═══ Listed entries ═══

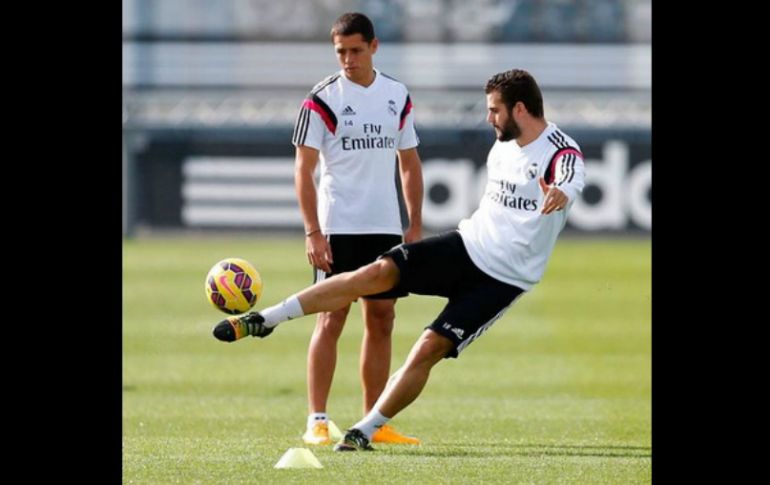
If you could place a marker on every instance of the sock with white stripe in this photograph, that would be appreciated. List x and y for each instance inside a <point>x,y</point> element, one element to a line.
<point>286,310</point>
<point>371,423</point>
<point>314,418</point>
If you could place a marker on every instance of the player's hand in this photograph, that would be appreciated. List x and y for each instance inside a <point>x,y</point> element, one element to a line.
<point>413,233</point>
<point>319,253</point>
<point>554,198</point>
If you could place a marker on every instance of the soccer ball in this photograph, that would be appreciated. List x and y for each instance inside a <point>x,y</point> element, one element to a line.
<point>233,285</point>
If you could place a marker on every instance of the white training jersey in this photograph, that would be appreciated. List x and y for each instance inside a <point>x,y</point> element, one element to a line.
<point>508,237</point>
<point>357,130</point>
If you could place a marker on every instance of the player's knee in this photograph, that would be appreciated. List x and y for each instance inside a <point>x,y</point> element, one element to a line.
<point>382,272</point>
<point>379,320</point>
<point>330,324</point>
<point>430,349</point>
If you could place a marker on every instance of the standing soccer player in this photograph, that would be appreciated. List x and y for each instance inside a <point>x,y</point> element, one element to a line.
<point>535,173</point>
<point>357,122</point>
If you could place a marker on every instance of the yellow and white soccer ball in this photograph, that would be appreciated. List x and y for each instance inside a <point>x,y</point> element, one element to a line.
<point>233,285</point>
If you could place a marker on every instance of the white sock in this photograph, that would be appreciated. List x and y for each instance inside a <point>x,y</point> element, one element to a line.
<point>286,310</point>
<point>371,423</point>
<point>314,418</point>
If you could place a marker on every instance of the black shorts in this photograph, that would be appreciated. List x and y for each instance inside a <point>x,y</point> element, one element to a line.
<point>351,251</point>
<point>441,266</point>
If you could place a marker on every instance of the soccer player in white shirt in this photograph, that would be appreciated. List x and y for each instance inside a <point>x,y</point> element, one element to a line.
<point>535,172</point>
<point>356,121</point>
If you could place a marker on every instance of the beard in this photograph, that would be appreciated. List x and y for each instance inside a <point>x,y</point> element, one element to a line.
<point>509,131</point>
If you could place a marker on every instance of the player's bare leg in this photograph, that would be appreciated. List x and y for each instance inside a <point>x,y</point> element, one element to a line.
<point>403,388</point>
<point>321,361</point>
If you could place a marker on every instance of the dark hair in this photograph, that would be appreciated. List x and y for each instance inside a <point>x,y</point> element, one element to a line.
<point>352,23</point>
<point>517,85</point>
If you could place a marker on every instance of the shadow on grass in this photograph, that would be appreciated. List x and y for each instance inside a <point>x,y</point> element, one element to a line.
<point>480,450</point>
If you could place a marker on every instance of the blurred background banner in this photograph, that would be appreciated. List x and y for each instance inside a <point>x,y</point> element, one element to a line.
<point>211,90</point>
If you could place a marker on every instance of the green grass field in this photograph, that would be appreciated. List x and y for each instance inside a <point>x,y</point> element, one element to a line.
<point>558,391</point>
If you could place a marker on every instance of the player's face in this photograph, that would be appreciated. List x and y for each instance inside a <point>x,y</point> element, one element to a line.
<point>498,116</point>
<point>355,56</point>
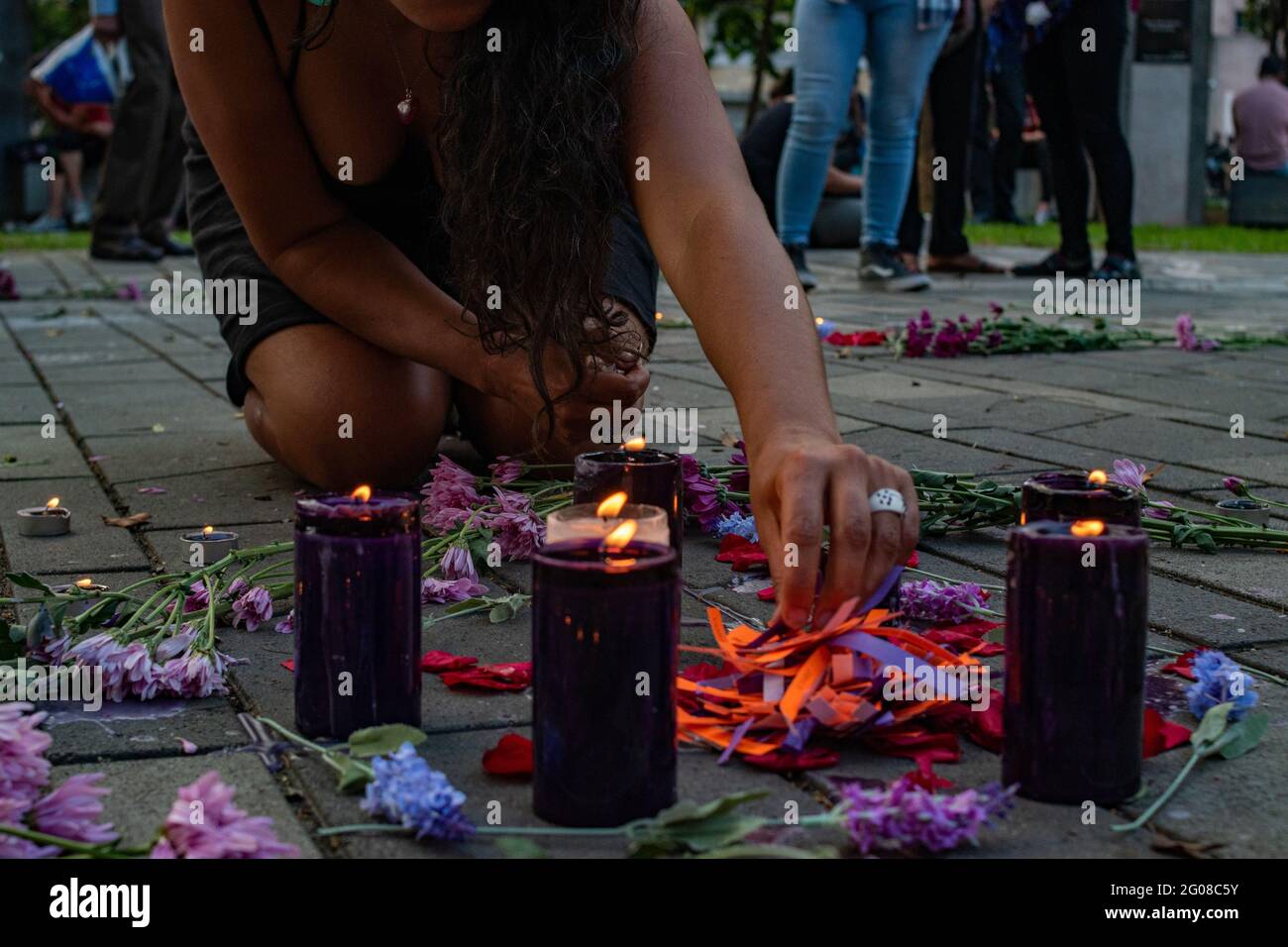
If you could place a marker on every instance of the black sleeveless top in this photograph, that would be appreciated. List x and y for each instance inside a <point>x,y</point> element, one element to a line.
<point>403,206</point>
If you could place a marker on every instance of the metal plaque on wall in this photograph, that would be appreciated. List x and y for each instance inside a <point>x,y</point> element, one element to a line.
<point>1163,31</point>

═══

■ Directions for this task
Looking at the records above, extract only the lines from the one with "the player's face" through the last line, exactly, with the pictures left out.

■ Answer to this exercise
If you could place a marker on every instance of the player's face in this photograph, that would be appreciated. List x and y for each instance inside a <point>x,y</point> element, one element to a line.
<point>498,116</point>
<point>355,56</point>
If you could place a marker on every instance of the black sleeveless top in this photograph, that would be appreciated. List x and y for each instance inside a <point>x,y</point> element, one element to a line.
<point>403,206</point>
If you could place a marker on every instance of the metal plaque on wall in this photograph, that would be appreciated. List x and y for each instance inside a <point>x,y</point> element, one element to a line.
<point>1163,31</point>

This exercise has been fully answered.